Selected extract —
--------------------------------

Scientific classification
- Kingdom: Plantae
- Clade: Embryophytes
- Clade: Tracheophytes
- Clade: Angiosperms
- Clade: Eudicots
- Order: Caryophyllales
- Family: Montiaceae
- Genus: Claytonia
- Species: C. virginica
- Binomial name: Claytonia virginica L.

= Claytonia virginica =

- Genus: Claytonia
- Species: virginica
- Authority: L.
- Conservation status: G5

Species of plant

Claytonia virginica, the Virginia springbeauty, eastern spring beauty, grass-flower narrowleaf springbeauty or fairy spud, is an herbaceous perennial plant in the family Montiaceae. Its native range is eastern North America. Its scientific name honors Colonial Virginian botanist John Clayton (1694–1773).

==Description==
Springbeauty is a perennial plant, overwintering through a tuberous root. It is a trailing plant growing to 5–40 cm tall. The leaves are slender lanceolate, 3–14 cm long and 0.5–2 cm broad, with a 6–20 cm long petiole.

--------------------------------

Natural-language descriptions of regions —
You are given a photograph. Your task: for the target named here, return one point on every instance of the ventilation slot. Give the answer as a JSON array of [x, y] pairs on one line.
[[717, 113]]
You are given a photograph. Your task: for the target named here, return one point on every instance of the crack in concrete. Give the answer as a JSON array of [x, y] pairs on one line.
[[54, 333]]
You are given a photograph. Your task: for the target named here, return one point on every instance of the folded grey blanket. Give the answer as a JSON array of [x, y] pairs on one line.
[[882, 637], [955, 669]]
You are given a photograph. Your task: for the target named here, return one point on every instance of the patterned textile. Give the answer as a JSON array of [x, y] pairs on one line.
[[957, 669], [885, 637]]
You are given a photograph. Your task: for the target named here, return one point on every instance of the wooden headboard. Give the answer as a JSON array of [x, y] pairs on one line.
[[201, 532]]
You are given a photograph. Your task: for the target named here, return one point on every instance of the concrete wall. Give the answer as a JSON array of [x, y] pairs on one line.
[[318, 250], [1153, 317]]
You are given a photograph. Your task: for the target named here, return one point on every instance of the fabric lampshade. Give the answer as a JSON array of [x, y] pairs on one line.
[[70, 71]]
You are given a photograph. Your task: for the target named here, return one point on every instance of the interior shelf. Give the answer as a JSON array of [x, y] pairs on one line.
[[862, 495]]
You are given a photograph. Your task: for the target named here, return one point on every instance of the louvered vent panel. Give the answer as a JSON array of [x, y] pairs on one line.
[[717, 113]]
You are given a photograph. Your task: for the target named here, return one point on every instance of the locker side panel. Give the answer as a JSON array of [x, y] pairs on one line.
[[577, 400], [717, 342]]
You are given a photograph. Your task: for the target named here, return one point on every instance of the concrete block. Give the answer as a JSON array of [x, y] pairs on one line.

--------------------------------

Please say whether each statement agrees with the Claytonia virginica text, answering yes or no and quoting the deciding words: (a) The plant overwinters through a tuberous root. (b) The leaves grow up to 20 cm long. (c) The plant's native range is western North America.

(a) Yes: "overwintering through a tuberous root"
(b) No: "3–14 cm long"
(c) No: "Its native range is eastern North America."